** Begin Records for this task **
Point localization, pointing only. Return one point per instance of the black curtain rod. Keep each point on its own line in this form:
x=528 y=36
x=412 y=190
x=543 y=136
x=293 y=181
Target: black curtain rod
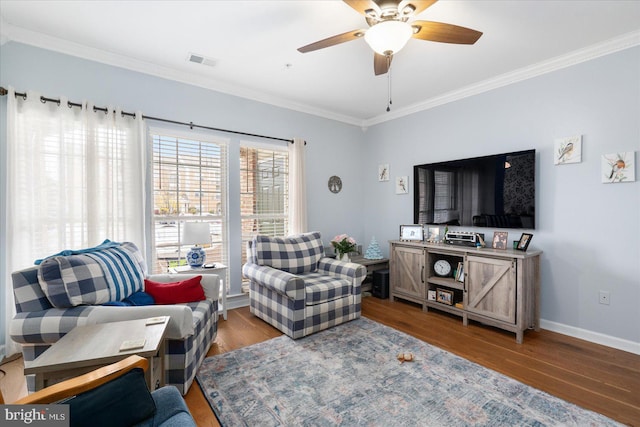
x=191 y=125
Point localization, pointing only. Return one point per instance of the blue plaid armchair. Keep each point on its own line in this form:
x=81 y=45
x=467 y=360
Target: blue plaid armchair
x=296 y=289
** End Records for this task **
Task. In the listing above, find the line containing "of the blue" and please quote exactly that line through the last one, and no other lines.

Finished task.
Point localization, pointing only. Return one point per instance of the blue plaid armchair. Keep each point on its own line in this form:
x=81 y=45
x=467 y=360
Target: blue plaid armchair
x=296 y=289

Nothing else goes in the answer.